(Source extract)
# # # #

Thrills and Chills Along the Rocky Road

Based at the Esquire Theatre, The Denton Affair is one of the longest-running and most active “shadow casts” in the history of the biggest cult film of all time.
1228
Members of The Denton Affair include (front row, left to right) Andrew Sierschula (Frank-N-Furter), Zoe Peterson (Janet), Jackson Alexander (Brad), and Brenna Kesson (Dr. Scott); (back row, left to right) Imogen Watts (Rocky), Emily Lloyd (Riff Raff), Shadow Woolf (Eddie), Missy Stricklett (Magenta), Anjali Alm-Basu (Criminologist), and Jordan Curtis (Columbia). Photographed on August 27, 2021.

Kathleen Black knew exactly how to celebrate her 61st birthday. She wanted to be surrounded by family, as most grandmothers would, but not for a fancy brunch or botanical garden stroll. Instead, she wanted to attend a midnight showing of The Rocky Horror Picture Show.

Her son Ray and granddaughters Ally and Katie, ages 15 and 14, were as excited as she was. The teens knew all the songs of the 1975 musical by heart, since Grandma had often played them the soundtrack and they’d seen the movie several times with her at home. But it was the first time they’d be taking in the cult classic with a live “shadow cast.”

It’s a 45-minute drive from their home in Butler, Kentucky (population 612), to the Esquire Theatre in Clifton, and I meet them there. The Black family is among the first to arrive on a balmy evening, cicadas and crickets singing together. “I like to get there early to people-watch,” Kathleen says, walking into the lobby with the aid of a cane as a few guests in character costume arrive. “What’s in the bags?” she asks a woman behind a table of small brown sacks for sale. “Props,” the woman replies. “Party hat, toilet paper, newspaper…” Black hands over a credit card and says, “I’ll take two.”

Black discovered Rocky Horror in 1990, when it came out on VHS and her mother suggested they rent it. After seeing the film at home, Black rewound the video, returned it to the store, and bought a copy of her own—and then sought out cinema screenings, where she became a regular. She used to bring her own cache of items to throw in the air during appointed moments in the audience-participation film. Tonight, however, she hasn’t brought the requisite rice, rubber glove, and noisemaker. (Once, en route to a screening in Lexington, she realized she’d forgotten a piece of toast, so she stopped at a Waffle House and bought one.)

As her credit card is processed, Black observes her granddaughters. How will Katie and Ally experience this unique phenomenon? Do the kids understand the film’s references to 1930s horror films, glam rock, and punk style? Does the bisexual romping and risqué humor still shock, in a time when drag queens and even gender fluidity are widely understood, if not accepted?

Time has caught up to the outlandishness of Rocky Horror, but instead of rendering the movie anachronistic it’s only increased our appreciation. Even if you haven’t seen the biggest cult film of all time, you’ve likely heard of the Time Warp—the movie’s defining dance craze—or seen shows rendering homage, including the 2016 live-action TV special remake starring Laverne Cox; a scene in the original Fame movie; and episodes of Glee, The Simpsons, even The Muppet Show. Tenacious D covered “The Time Warp” just last year; its music video features cameos by Elizabeth Warren, Pete Buttigieg, Sarah Silverman, and Susan Sarandon, who stars in the original film. After 46 years, it’s still thrilling to jump to the left and step to the right.

# # # #

(Annotation records)
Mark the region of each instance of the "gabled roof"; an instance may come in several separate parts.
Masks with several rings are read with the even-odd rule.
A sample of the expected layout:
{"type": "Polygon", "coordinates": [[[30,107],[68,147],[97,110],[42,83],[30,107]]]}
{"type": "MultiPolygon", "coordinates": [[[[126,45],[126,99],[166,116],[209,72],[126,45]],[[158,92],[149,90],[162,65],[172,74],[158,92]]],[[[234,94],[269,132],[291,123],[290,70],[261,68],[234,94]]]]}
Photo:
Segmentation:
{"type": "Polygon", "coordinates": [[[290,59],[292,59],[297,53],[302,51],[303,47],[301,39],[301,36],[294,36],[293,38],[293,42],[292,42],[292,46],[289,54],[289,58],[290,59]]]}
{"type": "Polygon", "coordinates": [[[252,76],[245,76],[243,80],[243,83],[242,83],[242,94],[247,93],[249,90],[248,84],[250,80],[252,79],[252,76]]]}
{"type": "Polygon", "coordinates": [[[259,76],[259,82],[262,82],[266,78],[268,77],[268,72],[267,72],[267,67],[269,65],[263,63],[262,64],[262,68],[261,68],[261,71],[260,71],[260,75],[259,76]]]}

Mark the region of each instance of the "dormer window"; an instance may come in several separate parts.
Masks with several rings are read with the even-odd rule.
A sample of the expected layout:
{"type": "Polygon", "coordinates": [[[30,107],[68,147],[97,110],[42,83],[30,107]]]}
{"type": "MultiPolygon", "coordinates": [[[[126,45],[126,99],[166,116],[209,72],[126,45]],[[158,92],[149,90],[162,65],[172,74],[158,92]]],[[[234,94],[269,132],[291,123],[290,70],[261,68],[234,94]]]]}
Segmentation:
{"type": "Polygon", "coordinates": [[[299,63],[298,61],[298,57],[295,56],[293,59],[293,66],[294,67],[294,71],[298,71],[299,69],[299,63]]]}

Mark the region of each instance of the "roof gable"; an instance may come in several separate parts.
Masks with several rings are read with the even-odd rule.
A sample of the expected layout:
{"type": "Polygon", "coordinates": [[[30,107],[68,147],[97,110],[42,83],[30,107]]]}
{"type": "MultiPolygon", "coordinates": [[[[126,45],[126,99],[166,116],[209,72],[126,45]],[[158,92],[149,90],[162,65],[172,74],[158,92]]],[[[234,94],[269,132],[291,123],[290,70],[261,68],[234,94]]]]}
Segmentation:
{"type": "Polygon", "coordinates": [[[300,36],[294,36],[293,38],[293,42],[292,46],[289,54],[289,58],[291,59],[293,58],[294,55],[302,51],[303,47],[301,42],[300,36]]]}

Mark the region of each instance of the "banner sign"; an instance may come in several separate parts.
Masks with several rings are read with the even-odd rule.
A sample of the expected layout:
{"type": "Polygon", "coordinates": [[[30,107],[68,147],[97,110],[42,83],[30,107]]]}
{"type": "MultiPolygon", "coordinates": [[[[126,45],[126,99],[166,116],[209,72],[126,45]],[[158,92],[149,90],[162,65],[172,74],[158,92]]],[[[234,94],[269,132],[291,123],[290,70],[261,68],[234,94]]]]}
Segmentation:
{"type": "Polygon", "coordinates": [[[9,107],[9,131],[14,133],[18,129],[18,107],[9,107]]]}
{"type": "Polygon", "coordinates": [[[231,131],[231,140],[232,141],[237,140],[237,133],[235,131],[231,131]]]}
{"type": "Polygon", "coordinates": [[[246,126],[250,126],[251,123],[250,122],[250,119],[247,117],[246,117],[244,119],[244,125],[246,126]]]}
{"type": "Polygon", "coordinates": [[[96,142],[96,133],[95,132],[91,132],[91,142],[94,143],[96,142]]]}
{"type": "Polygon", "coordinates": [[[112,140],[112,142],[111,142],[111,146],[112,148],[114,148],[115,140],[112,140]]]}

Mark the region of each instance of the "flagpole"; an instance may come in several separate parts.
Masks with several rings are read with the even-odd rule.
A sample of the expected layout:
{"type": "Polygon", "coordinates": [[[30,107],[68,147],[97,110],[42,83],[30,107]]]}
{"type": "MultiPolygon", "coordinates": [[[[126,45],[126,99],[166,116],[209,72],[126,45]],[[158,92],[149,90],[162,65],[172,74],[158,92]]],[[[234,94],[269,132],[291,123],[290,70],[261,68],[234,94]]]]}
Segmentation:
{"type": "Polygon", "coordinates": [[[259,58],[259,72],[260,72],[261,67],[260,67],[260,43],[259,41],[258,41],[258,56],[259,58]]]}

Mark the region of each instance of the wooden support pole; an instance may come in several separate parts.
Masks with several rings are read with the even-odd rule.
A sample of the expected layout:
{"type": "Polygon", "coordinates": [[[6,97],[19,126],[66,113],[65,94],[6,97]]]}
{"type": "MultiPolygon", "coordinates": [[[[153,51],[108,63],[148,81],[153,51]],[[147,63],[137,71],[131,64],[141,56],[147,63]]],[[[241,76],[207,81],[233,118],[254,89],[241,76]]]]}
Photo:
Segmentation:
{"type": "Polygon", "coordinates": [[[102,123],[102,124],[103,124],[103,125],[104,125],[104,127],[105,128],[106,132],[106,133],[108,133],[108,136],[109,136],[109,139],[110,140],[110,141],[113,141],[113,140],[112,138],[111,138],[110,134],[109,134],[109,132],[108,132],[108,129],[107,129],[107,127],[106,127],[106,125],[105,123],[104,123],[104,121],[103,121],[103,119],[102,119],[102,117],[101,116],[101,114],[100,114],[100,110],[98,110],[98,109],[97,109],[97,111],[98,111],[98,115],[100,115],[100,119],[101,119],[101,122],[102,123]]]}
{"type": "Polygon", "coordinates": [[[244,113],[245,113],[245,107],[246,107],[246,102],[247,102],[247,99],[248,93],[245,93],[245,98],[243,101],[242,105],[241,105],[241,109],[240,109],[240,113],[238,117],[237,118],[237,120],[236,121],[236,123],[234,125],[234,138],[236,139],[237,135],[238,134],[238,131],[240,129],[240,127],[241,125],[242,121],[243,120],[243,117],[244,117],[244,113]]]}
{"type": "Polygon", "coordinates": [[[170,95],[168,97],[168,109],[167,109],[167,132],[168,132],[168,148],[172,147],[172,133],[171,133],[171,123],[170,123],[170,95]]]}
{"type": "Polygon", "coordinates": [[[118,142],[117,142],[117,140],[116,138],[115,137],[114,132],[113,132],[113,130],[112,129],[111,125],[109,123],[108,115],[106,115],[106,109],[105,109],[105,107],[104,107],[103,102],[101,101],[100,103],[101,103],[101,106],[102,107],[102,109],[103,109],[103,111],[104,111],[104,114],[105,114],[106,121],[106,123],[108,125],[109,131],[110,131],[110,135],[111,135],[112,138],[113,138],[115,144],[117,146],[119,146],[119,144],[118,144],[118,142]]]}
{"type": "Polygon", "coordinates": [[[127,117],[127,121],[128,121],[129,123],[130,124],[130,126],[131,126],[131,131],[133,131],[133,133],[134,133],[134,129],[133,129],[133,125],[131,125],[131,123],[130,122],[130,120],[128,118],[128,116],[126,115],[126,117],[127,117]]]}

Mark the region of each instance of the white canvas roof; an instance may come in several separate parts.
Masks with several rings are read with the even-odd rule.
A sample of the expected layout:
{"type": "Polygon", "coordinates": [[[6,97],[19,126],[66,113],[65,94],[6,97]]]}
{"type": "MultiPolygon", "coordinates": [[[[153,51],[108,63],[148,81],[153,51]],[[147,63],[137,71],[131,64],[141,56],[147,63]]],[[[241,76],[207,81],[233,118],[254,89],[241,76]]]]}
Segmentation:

# # # #

(The problem)
Carry on the piece about The Rocky Horror Picture Show and its shadow cast at the Esquire Theatre, starting after its last sentence. The entries come from a separate source.

(Exercise answer)
In a nutshell, Rocky Horror depicts a gender-bending, alien version of Dr. Frankenstein (Frank-N-Furter) who comes to Earth to create a muscle-bound boy-toy (Rocky) for his own pleasure. The unveiling is complicated by the arrival of unexpected earthling visitors (Brad and Janet), and the celebration ends in tragedy at the hands of mutinous servants (Magenta and Riff Raff). And it’s all set to high-camp song and dance.

Sarandon (then an ingenue) and Barry Bostwick play the innocent visitors, betrothed virgins whose car gets a flat tire on a back road during a storm. Tim Curry, in his first major screen role, is the lusty Frank-N-Furter and baby-faced Meat Loaf is Eddie, a ’50s-style greaser whose brain is partially removed in order to bring Rocky to life. Magenta and Riff Raff have enough of Frank-N-Furter’s shenanigans and imperious treatment and stage a coup.

The Denton Affair performs at the Esquire Theatre in April 2019.

PHOTOGRAPH BY JEFF BURKLE

“Your mission is a failure,” sings Riff Raff, wielding a laser gun. “Your lifestyle’s too extreme.” Brad and Janet barely make it out of the castle by the time the entire building blasts off into space. The earthlings are left crawling in the rubble, searching for each other, shaken but also sexually awakened. The End.

A low-budget film version of a hit stage musical from London, The Rocky Horror Picture Show was initially a flop, panned by critics as silly and over the top. The studio, 20th Century Fox, shelved it, but copies trickled out to art-house theaters and college campuses and a fan base germinated.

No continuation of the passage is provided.